DESCRIPTION OF THE TASK ▸
Copy each of the entries below word for word.

STORED ROWS ▸
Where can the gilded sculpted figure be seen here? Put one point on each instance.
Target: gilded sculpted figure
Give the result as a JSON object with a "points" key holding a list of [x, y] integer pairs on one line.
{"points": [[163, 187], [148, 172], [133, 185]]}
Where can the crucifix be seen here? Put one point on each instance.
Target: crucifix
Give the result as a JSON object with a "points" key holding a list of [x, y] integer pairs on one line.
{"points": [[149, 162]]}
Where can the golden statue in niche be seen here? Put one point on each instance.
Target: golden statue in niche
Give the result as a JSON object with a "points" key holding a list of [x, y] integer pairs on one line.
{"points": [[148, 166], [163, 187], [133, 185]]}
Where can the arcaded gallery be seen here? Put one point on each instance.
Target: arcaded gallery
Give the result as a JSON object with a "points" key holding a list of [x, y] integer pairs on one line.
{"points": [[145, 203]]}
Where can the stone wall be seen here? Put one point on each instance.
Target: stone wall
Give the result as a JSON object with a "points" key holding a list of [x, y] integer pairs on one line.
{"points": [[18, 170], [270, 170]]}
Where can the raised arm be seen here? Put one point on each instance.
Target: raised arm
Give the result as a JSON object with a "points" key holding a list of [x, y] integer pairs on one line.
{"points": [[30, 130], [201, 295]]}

TASK RESULT ▸
Where can the gilded sculpted figure be seen here? Put one point on each instance.
Target: gilded sculpted figure
Give the result as a JSON object with a "points" key holding a list of [x, y] integer pairs on one line.
{"points": [[163, 187], [148, 172], [133, 185]]}
Where can the crucifix be seen here? Put one point on each instance.
Target: crucifix
Give the result as a JSON object with a "points" key holding a list of [x, y] integer pairs on one line.
{"points": [[149, 162]]}
Where can the golden statue in niche be seen here? Put one point on each instance.
Target: golden statue in niche
Give the result as a JSON object with a "points" key holding a list of [x, y] integer pairs on one line.
{"points": [[148, 166], [163, 187], [133, 185]]}
Where can the arcaded gallery be seen here? Put one point on each instance.
Target: arcaded gallery
Give the result as a JSON object with a "points" key holding a list of [x, y] integer pairs on one line.
{"points": [[145, 203]]}
Where can the stone wall be seen here? Put one point on each instance.
Target: stone wall
Give the result as a JSON object with a "points" key holding a list of [x, y] integer pairs on one line.
{"points": [[18, 170], [270, 170]]}
Where can the raised arm be seen here? Put one point on each instance.
Target: raised arm
Give the result as a JSON object with a "points" key holding a list of [x, y] integer pairs on one line.
{"points": [[30, 130], [201, 295]]}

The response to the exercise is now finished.